Christmas is upon us! Well, it was upon us anyways, and I failed to submit my post before going on holiday. That won’t stop me from writing about it now, however. It’s true that I’ve been busy these last few weeks (Haven’t we all?). Thankfully I didn’t allow myself to use that as an excuse not to create a few just-for-me moments, like decorating the house or simply sitting and watching the snow fall early in the morning while sipping coffee.
Up here in the Pacific Northwest, we typically only have two seasons: Rainy season and not-as-rainy season. So when it is sunny or when it snows, I get as giddy as a child and treasure every second. A few days before Christmas, the sky clouded over and little white flakes began to fall and continued to fall through the day and night. Magically, they stuck around (for only 24 hours, mind you, but that is saying something!)

### GIVEN ENTRIES
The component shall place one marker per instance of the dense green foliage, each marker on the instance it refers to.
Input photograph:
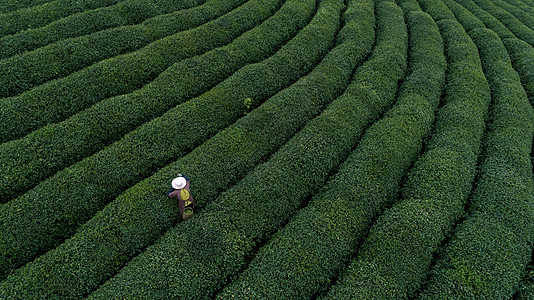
(393, 143)
(7, 6)
(22, 169)
(519, 29)
(522, 56)
(126, 12)
(58, 99)
(46, 13)
(521, 53)
(140, 152)
(523, 16)
(400, 246)
(325, 163)
(303, 258)
(300, 166)
(489, 250)
(22, 72)
(292, 173)
(226, 153)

### WORK TO DO
A. In the post about the Christmas snowfall, what two seasons does the writer say the Pacific Northwest typically has?
B. Write the next part of the post about the Christmas snowfall, continuing from its final sentence.

### TASK RESPONSES
A. Rainy season and not-as-rainy season.

B.
Looking past the commercialism that has attempted to steal much of the meaning of Christmas away, this particular holiday fills me with the warmest fuzzies of all fuzzy-good feelings. I love the smell of pine and mulling spices, the taste of belly-warming winter soups and bourbon-laden cocktails, the feel of thick wool socks on my feet and large knit scarves around my neck. I love the sound of friends and family laughing together in kitchens, in bars, in markets, and on street corners.
And the thing I love most of all is pondering the birth of my savior. I am reminded of a poem by Christina Rossetti that helps to capture the miraculousness of this day. (There are also plenty of musical renditions of this poem. I like this one titled the same, In the Bleak Midwinter.
In the Bleak Midwinter
In the bleak midwinter, frosty wind made moan,
Earth stood hard as iron, water like a stone;
Snow had fallen, snow on snow, snow on snow,
In the bleak midwinter, long ago.
Our God, Heaven cannot hold Him, nor earth sustain;
Heaven and earth shall flee away when He comes to reign.
In the bleak midwinter a stable place sufficed
The Lord God Almighty, Jesus Christ.
Enough for Him, Whom cherubim, worship night and day,
Breastful of milk, and a mangerful of hay;
Enough for Him, Whom angels fall before,
The ox and ass and camel which adore.
Angels and archangels may have gathered there,
Cherubim and seraphim thronged the air;
But His mother only, in her maiden bliss,
Worshipped the beloved with a kiss.
What can I give Him, poor as I am?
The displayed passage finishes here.